* [SOURCE EXCERPT]:
--- Start ---

What documents do I need to provide when applying for a mortgage?

To make the process go more smoothly, and to get the most complete picture of your financial situation, prepare the following:

  • -Bank information, including account numbers and three months of statements.
  • -Three months of statements from investment accounts.
  • -W-2s, pay stubs, proof of employment, and any documentation demonstrating two years’ income.
  • -Tax returns, if self-employed.
  • -Debt currently owed, including amounts due and account numbers.
  • -Documentation related to divorce, alimony, or child support, if applicable.
What is the difference between pre-qualified and pre-approved?

When a homebuyer is pre-qualified, he or she has provided basic information which helps the lender determine which loan program the homebuyer may qualify for. However, when a homebuyer is pre-approved, the lender has collected, verified, and presented the information needed for underwriting and approval.

What is the difference between the interest rate and APR?

Simply put, the annual percentage rate (APR) reflects the mortgage interest rate plus other charges.

Your interest rate is the cost you will pay each year to borrow the money, expressed as a percentage rate. It does not reflect fees or any other charges you may have to pay for the loan.

The APR is a broader measure of the cost to you of borrowing money, also expressed as a percentage rate. The APR takes into account both your interest rate and any additional costs or prepaid finance charges, such as the origination fee, points, private mortgage insurance, underwriting, and processing fees. This is why your APR is usually higher than your interest rate.

While your interest rate is the rate at which you will make your monthly mortgage payments, the APR is a universal measurement that can assist you in comparing the costs of mortgage loans offered by different mortgage lenders.

Note: the APRs of adjustable-rate mortgage loans do not reflect the maximum interest rate of the loan.

What are the closing costs?

The term "closing costs" includes a variety of expenses above the purchase price of your property. These generally include fees for an attorney, a title search, title insurance, taxes, lender costs, and some upfront housing expenses, such as homeowner’s insurance.

Some of those costs are nonnegotiable, such as recording or transfer taxes charged by your state or local government. Others, such as your lender's fee, can be negotiated. You may also be able to negotiate with the home seller or your lender to cover some of your closing costs. Real estate agent commissions are considered a closing cost and are usually paid by the seller.

--- End ---

* [PROBLEMS]:
**a)** In the mortgage FAQ, who usually pays real estate agent commissions?
**b)** Extend the mortgage FAQ past its final sentence with a passage that fits its tone and format.

* [INFORMATION PROVIDED]:
--- Start ---

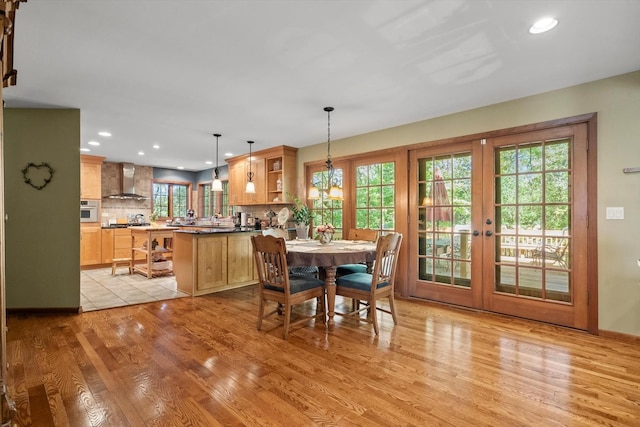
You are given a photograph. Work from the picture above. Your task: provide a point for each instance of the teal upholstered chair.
(276, 285)
(368, 288)
(357, 234)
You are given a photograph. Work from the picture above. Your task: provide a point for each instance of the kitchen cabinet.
(107, 246)
(281, 174)
(116, 243)
(212, 262)
(274, 172)
(239, 259)
(91, 177)
(90, 245)
(164, 237)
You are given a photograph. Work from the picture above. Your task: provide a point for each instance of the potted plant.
(302, 216)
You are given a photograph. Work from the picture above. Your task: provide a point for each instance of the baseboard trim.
(619, 336)
(45, 310)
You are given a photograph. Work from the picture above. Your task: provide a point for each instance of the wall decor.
(38, 176)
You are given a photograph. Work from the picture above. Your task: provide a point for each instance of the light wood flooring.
(201, 362)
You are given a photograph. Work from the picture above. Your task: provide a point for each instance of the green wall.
(617, 102)
(42, 232)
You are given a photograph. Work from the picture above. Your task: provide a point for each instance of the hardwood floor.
(201, 362)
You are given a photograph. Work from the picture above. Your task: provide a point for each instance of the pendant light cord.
(329, 162)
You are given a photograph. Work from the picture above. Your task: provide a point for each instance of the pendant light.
(335, 191)
(251, 187)
(217, 184)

--- End ---

* [RESPONSES FOR EACH TASK]:
**a)** The home seller usually pays them.

**b)**
Note: while first-time homebuyers typically focus on saving money for the down payment for a home, they also need to budget for closing costs. Your lender provides an estimate of closing costs in a document called a closing disclosure.

Which amounts are included in my monthly payments?

Unfortunately, a monthly mortgage payment isn’t just about paying off your mortgage. Four factors play a role in the calculation of the monthly payment: principal, interest, tax, and insurance—collectively known as PITI.

The principal is the portion of the payment dedicated to the repayment of the principal balance—the money you borrow from the lender to buy a house. Interest is the percentage of the principal that you must pay the lender for taking a risk and loaning you money.

Taxes are used to pay for local municipal services, such as schools, police, and fire, or public works, like roads. Taxes are calculated by the government on a per-year basis, but you can pay these taxes as part of your monthly payments. The lender collects the payments and holds them in escrow until the taxes have to be paid.

Insurance payments, like taxes, are also included with the monthly payment and held in escrow until the bill is due. There are two types of insurance coverage that may be included in a mortgage payment. One is property or homeowner’s insurance, which protects the home and its contents from fire, theft, and other disasters. The other is private mortgage insurance (PMI), which is mandatory for people who buy a home with a down payment of less than 20% of the cost. This type of insurance protects the lender against loss in the event the borrower defaults. PMI coverage can be dropped once the borrower has at least 20% equity in the home.

Note: you can opt for mortgages that do not include taxes or insurance as part of the monthly payment. With this type of loan, you have a lower monthly payment, but you must pay the taxes and insurance on your own.

When do I lock in my interest rate?

Mortgage rates are constantly moving up and down. During the underwriting and processing of a mortgage, rates can fluctuate enough to potentially cost or save you thousands of dollars over the life of the loan.

A mortgage rate lock is an offer by a lender to guarantee the interest rate of your loan for a specified period of time. The lock period usually extends from initial loan approval, through processing and underwriting, to loan closing.

What will my rate be?

Rates are based on a variety of factors such as the loan purpose, your credit history, your ability to repay, the value of the property, and the loan amount.

How does my escrow account work?

An escrow account is a separate account that holds funds for the purpose of paying expenses such as property taxes and insurance. The lender collects the funds to be deposited into the account each month along with your monthly payment and then pays the bills on your behalf when they come due.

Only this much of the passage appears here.